Dataset extract
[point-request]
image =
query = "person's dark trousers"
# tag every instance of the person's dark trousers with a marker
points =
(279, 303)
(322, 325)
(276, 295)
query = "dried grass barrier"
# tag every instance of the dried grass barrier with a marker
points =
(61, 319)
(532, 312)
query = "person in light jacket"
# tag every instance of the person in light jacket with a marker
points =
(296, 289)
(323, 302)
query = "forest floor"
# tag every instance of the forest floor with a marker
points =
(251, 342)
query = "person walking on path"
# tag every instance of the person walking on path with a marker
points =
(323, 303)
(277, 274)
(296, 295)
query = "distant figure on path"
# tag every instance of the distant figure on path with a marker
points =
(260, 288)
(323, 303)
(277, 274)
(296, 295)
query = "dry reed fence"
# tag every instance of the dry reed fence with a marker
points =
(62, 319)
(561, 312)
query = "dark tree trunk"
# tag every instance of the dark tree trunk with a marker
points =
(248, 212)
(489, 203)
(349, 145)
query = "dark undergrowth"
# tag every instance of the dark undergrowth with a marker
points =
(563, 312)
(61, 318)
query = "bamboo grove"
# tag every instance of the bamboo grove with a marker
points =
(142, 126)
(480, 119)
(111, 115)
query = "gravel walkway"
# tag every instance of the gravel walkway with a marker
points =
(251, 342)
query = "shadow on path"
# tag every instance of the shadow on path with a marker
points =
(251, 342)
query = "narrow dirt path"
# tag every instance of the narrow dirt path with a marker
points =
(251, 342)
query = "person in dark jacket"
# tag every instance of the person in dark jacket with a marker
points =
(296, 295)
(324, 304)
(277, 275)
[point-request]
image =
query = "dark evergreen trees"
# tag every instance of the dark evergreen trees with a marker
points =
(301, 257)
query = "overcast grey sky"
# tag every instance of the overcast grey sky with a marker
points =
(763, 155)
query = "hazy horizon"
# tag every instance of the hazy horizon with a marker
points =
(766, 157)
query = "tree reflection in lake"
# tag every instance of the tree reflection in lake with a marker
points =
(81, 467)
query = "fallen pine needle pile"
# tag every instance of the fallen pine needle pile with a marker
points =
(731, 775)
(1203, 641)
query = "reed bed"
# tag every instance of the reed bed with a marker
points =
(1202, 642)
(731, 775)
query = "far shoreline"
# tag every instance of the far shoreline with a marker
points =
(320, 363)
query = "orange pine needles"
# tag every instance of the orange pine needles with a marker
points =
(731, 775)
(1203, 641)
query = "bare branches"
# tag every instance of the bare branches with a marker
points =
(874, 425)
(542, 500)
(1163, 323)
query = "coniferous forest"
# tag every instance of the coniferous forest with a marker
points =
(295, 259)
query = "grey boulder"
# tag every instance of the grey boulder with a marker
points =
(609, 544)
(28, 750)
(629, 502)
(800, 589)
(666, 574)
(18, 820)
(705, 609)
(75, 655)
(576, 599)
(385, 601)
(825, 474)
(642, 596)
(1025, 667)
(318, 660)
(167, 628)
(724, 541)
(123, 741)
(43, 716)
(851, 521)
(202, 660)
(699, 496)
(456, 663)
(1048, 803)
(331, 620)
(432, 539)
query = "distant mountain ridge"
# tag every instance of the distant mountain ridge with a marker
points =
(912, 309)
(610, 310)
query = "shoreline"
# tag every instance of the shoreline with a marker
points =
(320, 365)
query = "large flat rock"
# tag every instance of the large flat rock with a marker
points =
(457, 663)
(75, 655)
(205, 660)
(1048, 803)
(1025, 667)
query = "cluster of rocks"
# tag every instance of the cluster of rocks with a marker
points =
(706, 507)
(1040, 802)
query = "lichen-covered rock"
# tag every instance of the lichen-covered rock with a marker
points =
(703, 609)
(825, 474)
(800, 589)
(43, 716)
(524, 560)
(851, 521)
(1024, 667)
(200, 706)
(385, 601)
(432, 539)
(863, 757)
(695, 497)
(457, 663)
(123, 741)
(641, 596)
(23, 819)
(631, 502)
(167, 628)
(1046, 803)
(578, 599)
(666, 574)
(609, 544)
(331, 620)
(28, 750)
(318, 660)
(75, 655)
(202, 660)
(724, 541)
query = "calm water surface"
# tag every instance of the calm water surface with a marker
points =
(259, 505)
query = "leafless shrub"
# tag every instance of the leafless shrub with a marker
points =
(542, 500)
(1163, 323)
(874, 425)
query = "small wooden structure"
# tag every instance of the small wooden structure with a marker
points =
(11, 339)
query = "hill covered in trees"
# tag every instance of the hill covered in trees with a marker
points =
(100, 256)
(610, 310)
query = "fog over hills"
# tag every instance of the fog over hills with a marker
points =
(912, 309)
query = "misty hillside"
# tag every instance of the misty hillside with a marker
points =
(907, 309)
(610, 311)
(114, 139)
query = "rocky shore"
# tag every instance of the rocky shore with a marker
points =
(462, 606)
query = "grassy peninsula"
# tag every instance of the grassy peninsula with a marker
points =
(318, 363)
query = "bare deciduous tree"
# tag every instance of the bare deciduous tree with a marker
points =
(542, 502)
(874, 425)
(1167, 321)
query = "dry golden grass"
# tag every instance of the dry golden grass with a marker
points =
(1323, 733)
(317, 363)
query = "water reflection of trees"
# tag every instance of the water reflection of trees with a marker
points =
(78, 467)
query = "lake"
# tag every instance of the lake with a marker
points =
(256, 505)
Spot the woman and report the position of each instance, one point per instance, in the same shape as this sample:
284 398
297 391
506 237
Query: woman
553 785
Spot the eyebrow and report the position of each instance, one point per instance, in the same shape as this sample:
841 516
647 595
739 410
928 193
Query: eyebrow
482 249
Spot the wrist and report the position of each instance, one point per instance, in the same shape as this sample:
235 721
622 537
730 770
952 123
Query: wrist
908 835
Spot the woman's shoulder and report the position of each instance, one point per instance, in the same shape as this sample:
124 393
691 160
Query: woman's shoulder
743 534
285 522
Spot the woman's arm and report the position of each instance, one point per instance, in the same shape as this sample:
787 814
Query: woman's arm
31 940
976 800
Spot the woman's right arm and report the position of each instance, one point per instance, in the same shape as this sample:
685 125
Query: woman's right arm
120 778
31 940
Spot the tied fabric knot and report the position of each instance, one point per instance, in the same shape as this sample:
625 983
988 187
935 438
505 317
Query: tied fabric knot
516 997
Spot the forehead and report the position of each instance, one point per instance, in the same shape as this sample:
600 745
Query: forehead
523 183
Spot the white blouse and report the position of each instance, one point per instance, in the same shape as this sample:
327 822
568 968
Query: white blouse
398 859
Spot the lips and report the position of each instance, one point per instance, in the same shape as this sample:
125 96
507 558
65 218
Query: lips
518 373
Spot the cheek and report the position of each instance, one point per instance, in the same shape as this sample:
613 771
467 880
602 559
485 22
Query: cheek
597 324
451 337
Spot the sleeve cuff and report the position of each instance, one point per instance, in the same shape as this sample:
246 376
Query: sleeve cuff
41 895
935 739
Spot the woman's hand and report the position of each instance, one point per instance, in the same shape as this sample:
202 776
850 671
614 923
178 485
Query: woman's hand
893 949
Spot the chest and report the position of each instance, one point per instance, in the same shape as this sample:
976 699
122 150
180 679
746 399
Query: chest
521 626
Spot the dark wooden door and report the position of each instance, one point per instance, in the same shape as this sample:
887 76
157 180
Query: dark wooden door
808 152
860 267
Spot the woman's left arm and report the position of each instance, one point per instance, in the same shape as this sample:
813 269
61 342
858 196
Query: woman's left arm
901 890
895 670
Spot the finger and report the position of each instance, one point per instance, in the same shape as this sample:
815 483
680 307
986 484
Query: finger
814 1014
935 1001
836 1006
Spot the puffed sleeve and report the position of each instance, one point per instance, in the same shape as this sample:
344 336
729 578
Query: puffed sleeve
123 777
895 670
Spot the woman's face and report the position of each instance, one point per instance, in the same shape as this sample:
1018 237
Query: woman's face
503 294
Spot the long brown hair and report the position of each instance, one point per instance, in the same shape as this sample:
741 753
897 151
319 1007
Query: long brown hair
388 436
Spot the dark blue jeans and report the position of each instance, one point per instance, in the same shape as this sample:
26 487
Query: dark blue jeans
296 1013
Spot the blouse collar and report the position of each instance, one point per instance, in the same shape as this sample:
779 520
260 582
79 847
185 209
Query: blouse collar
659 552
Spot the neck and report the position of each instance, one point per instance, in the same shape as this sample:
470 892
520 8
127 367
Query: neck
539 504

What needs to be done
Each line with the word "dried" in the records above belongs in the result; copy all of them.

Worked solution
query = "dried grass barrier"
# tag every instance of the dried grass barrier with a marker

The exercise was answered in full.